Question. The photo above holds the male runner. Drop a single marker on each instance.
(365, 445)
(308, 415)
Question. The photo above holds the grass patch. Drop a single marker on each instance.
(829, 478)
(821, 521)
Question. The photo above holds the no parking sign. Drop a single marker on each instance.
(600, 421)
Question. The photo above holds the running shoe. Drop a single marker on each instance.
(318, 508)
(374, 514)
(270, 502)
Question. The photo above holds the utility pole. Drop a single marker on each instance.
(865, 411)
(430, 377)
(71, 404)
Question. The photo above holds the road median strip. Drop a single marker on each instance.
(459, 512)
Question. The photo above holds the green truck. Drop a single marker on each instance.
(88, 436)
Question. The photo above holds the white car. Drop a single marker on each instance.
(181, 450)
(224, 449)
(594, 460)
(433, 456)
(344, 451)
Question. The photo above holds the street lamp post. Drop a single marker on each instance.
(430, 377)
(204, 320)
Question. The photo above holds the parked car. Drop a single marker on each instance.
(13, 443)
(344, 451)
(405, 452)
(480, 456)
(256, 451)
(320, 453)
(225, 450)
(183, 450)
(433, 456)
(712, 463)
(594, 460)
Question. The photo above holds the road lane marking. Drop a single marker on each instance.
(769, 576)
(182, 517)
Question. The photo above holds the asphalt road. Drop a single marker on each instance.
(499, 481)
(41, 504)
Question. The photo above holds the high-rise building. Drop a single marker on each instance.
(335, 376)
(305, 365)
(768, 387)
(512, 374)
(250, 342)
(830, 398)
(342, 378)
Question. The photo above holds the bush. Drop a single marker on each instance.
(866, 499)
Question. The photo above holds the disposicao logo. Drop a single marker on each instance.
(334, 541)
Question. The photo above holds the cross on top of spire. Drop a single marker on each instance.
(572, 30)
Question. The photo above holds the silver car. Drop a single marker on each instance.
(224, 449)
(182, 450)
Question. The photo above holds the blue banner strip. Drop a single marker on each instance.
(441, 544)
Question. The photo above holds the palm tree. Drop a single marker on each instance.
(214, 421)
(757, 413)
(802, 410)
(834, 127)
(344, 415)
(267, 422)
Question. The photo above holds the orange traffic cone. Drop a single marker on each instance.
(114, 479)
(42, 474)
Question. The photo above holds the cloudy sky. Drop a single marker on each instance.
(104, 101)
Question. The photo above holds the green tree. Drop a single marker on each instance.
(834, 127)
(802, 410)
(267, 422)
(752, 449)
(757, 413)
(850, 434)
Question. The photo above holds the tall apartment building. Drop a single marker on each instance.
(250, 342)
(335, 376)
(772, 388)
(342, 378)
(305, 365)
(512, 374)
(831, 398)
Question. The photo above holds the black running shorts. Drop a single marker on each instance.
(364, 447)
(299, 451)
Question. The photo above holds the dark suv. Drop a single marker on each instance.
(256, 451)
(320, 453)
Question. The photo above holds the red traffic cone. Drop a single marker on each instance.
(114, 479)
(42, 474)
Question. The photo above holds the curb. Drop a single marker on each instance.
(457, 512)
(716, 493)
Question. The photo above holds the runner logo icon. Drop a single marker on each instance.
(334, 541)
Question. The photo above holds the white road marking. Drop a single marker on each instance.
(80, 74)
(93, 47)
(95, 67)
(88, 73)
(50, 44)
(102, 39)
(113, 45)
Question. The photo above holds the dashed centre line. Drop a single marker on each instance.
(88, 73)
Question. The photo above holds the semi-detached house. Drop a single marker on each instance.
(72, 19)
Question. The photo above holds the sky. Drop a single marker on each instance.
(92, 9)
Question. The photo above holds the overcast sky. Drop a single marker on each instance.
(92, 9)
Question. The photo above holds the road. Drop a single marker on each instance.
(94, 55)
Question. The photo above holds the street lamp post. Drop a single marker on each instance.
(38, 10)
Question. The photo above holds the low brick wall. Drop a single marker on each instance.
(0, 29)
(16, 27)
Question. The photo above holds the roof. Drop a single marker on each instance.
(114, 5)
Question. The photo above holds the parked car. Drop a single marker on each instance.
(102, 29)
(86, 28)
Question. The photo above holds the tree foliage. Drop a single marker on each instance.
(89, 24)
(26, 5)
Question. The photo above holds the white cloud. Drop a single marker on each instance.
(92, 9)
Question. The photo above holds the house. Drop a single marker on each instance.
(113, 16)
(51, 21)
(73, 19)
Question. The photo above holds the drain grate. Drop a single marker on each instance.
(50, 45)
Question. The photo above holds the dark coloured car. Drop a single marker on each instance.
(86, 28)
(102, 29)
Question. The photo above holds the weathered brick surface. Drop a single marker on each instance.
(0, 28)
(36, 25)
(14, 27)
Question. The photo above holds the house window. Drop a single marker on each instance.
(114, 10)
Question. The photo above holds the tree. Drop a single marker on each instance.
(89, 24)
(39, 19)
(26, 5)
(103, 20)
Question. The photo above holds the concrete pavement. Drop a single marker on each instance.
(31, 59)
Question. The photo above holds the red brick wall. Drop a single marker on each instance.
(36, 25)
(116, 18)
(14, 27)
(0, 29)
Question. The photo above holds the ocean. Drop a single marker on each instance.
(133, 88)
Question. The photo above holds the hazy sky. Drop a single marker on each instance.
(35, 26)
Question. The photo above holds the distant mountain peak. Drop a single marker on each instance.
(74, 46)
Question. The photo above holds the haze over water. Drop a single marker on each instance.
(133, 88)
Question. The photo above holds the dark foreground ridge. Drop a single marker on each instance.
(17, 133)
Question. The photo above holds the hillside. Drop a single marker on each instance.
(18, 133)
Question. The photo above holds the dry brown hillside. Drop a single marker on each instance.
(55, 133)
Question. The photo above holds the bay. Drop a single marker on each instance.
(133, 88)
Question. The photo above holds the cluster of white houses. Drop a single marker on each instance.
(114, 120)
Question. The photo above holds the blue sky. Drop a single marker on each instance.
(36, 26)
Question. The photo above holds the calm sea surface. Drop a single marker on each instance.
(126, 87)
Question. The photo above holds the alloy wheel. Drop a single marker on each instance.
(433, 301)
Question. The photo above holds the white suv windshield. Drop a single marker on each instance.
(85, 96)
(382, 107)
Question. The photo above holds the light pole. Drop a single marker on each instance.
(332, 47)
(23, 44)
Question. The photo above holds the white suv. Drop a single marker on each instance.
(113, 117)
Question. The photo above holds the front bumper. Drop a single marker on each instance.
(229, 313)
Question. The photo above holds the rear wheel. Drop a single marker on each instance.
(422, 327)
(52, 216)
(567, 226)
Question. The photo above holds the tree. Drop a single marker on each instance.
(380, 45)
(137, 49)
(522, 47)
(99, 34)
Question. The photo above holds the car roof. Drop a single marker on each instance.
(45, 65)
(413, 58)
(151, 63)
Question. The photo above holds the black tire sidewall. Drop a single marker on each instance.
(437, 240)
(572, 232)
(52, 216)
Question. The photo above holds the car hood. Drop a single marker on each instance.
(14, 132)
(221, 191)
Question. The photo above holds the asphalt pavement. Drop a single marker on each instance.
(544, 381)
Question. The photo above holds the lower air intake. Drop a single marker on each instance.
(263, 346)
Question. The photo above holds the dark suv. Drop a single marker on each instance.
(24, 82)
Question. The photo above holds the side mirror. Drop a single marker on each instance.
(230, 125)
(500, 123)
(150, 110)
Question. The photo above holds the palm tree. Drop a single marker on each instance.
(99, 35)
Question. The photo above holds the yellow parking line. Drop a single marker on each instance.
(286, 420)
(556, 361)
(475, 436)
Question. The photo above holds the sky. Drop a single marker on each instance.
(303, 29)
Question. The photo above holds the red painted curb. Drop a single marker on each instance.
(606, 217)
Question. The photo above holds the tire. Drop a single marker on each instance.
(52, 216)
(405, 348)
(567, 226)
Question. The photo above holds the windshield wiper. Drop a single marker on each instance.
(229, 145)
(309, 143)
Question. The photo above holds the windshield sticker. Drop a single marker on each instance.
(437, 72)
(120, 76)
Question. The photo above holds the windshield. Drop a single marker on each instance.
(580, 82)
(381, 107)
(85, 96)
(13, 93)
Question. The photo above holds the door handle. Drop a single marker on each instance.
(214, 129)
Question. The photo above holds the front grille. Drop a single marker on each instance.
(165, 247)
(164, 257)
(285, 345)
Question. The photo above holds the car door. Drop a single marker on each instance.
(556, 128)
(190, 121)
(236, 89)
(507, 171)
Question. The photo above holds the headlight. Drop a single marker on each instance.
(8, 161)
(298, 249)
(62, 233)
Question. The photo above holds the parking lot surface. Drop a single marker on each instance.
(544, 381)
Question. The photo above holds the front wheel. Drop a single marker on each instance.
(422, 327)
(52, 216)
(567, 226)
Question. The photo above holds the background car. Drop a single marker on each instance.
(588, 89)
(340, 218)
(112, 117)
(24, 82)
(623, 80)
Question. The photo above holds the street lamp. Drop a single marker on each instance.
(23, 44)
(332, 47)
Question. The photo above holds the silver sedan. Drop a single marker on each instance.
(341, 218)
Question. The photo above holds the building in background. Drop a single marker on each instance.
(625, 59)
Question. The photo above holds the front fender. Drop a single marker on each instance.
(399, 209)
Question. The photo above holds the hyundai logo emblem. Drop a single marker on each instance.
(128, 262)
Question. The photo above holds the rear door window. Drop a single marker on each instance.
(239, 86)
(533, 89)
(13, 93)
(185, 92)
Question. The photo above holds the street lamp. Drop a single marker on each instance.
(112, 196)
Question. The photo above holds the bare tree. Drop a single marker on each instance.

> **WORK ITEM**
In the listing above, find the line that contains "Question. The photo above holds the rear door". Write it out exactly, along with each line after it up to and including the last.

> **RESPONSE BELOW**
Question. The photo above holds the rear door window. Drop a single marker on each instance.
(239, 86)
(533, 89)
(13, 93)
(185, 92)
Question. The photo above holds the street lamp. Drop a single marker on each instance.
(112, 196)
Question. The photo above holds the bare tree. Drop a single marker on each instance.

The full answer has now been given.